(Exercise prompt) Convert the data below into a two-column CSV with the header input,output, giving one row per request with its text and its answer. Enclose each field in double quotes, and replace any line breaks within a field with spaces.

(Input material)

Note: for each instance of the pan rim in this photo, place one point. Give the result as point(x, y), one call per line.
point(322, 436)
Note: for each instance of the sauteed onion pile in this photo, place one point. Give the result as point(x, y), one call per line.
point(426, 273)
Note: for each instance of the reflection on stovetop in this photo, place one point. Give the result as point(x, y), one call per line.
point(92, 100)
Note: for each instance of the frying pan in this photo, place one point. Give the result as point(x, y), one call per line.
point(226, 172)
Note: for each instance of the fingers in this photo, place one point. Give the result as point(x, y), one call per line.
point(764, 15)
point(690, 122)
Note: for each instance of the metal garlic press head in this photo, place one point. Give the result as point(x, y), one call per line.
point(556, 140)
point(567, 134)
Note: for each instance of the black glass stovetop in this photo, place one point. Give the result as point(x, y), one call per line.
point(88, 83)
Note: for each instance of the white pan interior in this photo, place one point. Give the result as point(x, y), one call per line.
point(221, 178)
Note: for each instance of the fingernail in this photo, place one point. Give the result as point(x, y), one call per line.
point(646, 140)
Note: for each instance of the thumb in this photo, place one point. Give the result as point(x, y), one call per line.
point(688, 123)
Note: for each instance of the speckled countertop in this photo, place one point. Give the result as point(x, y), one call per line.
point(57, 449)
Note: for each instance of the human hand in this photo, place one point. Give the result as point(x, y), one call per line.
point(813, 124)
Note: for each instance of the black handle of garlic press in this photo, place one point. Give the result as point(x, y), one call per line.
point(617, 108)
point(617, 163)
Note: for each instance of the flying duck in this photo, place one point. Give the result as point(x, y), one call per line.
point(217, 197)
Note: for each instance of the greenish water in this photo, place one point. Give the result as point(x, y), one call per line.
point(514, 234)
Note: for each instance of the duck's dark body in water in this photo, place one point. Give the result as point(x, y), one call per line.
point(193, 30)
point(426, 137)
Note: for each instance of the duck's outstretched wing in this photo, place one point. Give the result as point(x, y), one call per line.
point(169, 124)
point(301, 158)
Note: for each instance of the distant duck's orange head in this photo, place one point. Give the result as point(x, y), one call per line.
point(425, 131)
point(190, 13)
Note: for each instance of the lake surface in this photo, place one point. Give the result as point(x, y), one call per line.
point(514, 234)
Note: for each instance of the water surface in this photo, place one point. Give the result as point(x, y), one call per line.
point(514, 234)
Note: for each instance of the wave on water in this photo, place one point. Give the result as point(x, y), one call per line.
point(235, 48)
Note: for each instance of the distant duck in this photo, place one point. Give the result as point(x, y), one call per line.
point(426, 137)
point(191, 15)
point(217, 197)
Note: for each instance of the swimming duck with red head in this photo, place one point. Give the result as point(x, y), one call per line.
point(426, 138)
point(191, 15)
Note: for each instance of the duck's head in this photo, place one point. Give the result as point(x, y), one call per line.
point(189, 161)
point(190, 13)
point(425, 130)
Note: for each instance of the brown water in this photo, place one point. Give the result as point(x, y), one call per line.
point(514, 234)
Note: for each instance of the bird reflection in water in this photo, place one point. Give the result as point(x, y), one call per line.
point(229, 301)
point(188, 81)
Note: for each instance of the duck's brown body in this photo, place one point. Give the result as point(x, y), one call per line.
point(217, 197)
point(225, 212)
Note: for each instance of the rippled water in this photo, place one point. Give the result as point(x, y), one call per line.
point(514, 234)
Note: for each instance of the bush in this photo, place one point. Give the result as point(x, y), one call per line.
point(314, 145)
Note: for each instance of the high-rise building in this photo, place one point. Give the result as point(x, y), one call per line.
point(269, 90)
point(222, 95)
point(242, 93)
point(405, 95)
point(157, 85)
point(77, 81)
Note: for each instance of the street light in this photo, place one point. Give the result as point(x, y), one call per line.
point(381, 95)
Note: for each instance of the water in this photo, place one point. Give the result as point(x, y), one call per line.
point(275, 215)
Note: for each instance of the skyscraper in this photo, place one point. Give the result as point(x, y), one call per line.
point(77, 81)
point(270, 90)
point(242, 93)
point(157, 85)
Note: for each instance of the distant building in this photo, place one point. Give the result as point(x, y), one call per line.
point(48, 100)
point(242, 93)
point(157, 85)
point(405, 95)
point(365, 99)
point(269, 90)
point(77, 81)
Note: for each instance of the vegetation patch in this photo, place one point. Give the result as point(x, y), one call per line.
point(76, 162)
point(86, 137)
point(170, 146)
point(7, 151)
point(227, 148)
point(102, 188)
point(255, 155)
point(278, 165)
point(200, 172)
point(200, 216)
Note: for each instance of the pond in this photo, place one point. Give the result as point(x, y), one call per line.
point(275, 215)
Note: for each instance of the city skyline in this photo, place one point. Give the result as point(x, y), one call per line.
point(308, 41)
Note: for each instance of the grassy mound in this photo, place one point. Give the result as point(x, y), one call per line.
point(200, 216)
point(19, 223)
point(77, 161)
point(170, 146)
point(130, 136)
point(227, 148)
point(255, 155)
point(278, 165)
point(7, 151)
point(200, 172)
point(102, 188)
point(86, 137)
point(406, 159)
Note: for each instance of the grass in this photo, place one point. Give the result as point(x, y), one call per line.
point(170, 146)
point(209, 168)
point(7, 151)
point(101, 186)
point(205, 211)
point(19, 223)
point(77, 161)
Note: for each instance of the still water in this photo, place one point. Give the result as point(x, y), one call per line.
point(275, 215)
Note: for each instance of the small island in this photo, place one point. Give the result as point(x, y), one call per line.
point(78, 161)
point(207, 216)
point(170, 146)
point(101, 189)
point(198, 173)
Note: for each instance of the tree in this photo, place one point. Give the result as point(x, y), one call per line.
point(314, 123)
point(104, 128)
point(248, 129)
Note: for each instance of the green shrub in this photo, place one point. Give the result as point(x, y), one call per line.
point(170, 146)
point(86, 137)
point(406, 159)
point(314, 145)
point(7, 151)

(The output)
input,output
"Note: for each instance of the pan rim in this photo, place one point. Give the result as point(x, y), one call per line.","point(322, 436)"
"Note: for each instance of the sauteed onion pile in this photo, place one point. Give the result as point(x, y), one call per line.","point(426, 273)"
"Note: for each instance of the reflection on stovetop in this photo, place one point. Give the result as point(x, y), one call per line.","point(92, 100)"
"Note: for each instance of the frying pan in this photo, place one point. Give the result as point(x, y), one call per line.","point(226, 172)"
"Note: for each instance of the fingers in this photo, place one point. Give the result as point(x, y), one call per line.","point(764, 15) point(690, 122)"
"Note: for each instance of the metal garlic press head in this photo, place one point. Give the result as point(x, y), one call per line.","point(556, 140) point(567, 134)"
"Note: for each instance of the black glass stovetop in this photo, place one point. Give the result as point(x, y), one call per line.","point(88, 83)"
"Note: for each instance of the white pan interior in this photo, place one point. Give the result as point(x, y), one call per line.","point(221, 178)"
"Note: for each instance of the fingernail in this photo, place one point. Give the result as point(x, y), one call per line.","point(646, 140)"
"Note: for each instance of the thumb in this photo, place one point. Give the result as point(x, y), one call per line.","point(688, 123)"
"Note: for each instance of the speckled countertop in this photo, place one point. Give the result as point(x, y), one call per line.","point(57, 449)"
"Note: for each instance of the human hand in this photo, place one point. Give the result as point(x, y), one call per line.","point(813, 124)"
"Note: for each instance of the black handle of garlic press in this photo, place one point. Give the result as point(x, y), one call per line.","point(617, 108) point(617, 163)"
"Note: for each instance of the flying duck in this photo, place one point. Give the result as point(x, y), one call per line.","point(217, 197)"
"Note: for each instance of the greenish water in this photo, place one point. Give the result as point(x, y), one call per line.","point(514, 234)"
"Note: for each instance of the duck's dark body in water in this photo, place one point. Give the result as point(x, y), one call per line.","point(193, 30) point(426, 137)"
"Note: for each instance of the duck's outstretched wing in this photo, place one point. Give the result as point(x, y), one call per line.","point(169, 124) point(301, 158)"
"Note: for each instance of the distant duck's orange head in this photo, place one point. Give the result as point(x, y), one call per line.","point(425, 131) point(190, 13)"
"Note: for each instance of the lake surface in this photo, place one point. Give the result as point(x, y), one call per line.","point(514, 234)"
"Note: for each instance of the water surface in this photo, place one point. Give the result as point(x, y), one call per line.","point(514, 234)"
"Note: for each instance of the wave on water in this photo, place one point. Give the result as point(x, y), one call per line.","point(235, 48)"
"Note: for each instance of the distant duck in this photo, place one point. Give the result as point(x, y), one call per line.","point(426, 137) point(191, 15) point(217, 197)"
"Note: for each instance of the swimming duck with red head in this photo, place one point. Give the result as point(x, y), one call per line.","point(426, 138) point(191, 15)"
"Note: for each instance of the duck's head in this photo, place one point. Give the result as point(x, y), one call per line.","point(189, 161) point(190, 13) point(425, 130)"
"Note: for each instance of the brown water in this photo, place one point. Give the result as point(x, y), one call per line.","point(514, 234)"
"Note: for each instance of the bird reflection in water in this photo, place one point. Give the result as point(x, y), one call per line.","point(229, 301) point(188, 81)"
"Note: for each instance of the duck's brown body in this photo, place one point. Give the result as point(x, y), one call per line.","point(217, 197) point(225, 212)"
"Note: for each instance of the rippled water in this photo, place one point. Give the result as point(x, y), one call per line.","point(514, 234)"
"Note: for each instance of the bush in this photo, place one point. Give the result as point(x, y), one call per line.","point(314, 145)"
"Note: for each instance of the high-rise building in this photo, place one point. Give the result as point(x, y), one call per line.","point(269, 90) point(222, 95) point(242, 93) point(405, 95) point(157, 85) point(77, 81)"
"Note: for each instance of the street light in this photo, place one point. Give the result as point(x, y), one call per line.","point(381, 95)"
"Note: for each instance of the water in this photo, place one point. Give the result as point(x, y), one call per line.","point(275, 215)"
"Note: for each instance of the skyscraper in this photo, place one point. Give the result as point(x, y), one call per line.","point(77, 81) point(270, 90) point(242, 93) point(157, 85)"
"Note: for each instance of the distant building in this photo, place one point. Give the result as point(x, y), one call per line.","point(48, 100) point(242, 93) point(157, 85) point(405, 95) point(365, 99) point(269, 90) point(77, 81)"
"Note: for each instance of the vegetation patch in this photo, place one point. Give the result as point(x, y), one call per line.","point(76, 162) point(86, 137) point(170, 146) point(7, 151) point(227, 148) point(102, 188) point(255, 155) point(278, 165) point(200, 172) point(200, 216)"
"Note: for each instance of the pond in this photo, place one point. Give the result as point(x, y), one call per line.","point(275, 215)"
"Note: for each instance of the city skyline in this photo, place one point. Give the result as point(x, y), one call per line.","point(308, 41)"
"Note: for each instance of the grassy mound in this photo, place one point. Give the result as point(x, y), one call per line.","point(200, 216) point(19, 223) point(77, 161) point(170, 146) point(130, 136) point(227, 148) point(255, 155) point(278, 165) point(7, 151) point(200, 172) point(102, 188) point(86, 137) point(406, 159)"
"Note: for each instance of the grass in this photo, place one point. Give the result as point(x, y), one call per line.","point(170, 146) point(209, 168) point(7, 151) point(101, 186) point(205, 211) point(19, 223) point(77, 161)"
"Note: for each instance of the still water in this photo, place one point. Give the result as point(x, y), one call per line.","point(275, 215)"
"Note: for each instance of the small island in this photo, place one point. Give the result as point(x, y), one call per line.","point(78, 161) point(207, 216) point(170, 146) point(101, 189) point(198, 173)"
"Note: for each instance of the tree in this photo, place one point. Give the result as point(x, y), one call per line.","point(314, 123) point(104, 128) point(248, 129)"
"Note: for each instance of the green shrub in this photo, place one point. Give the result as point(x, y), one call per line.","point(170, 146) point(86, 137) point(406, 159) point(314, 145) point(7, 151)"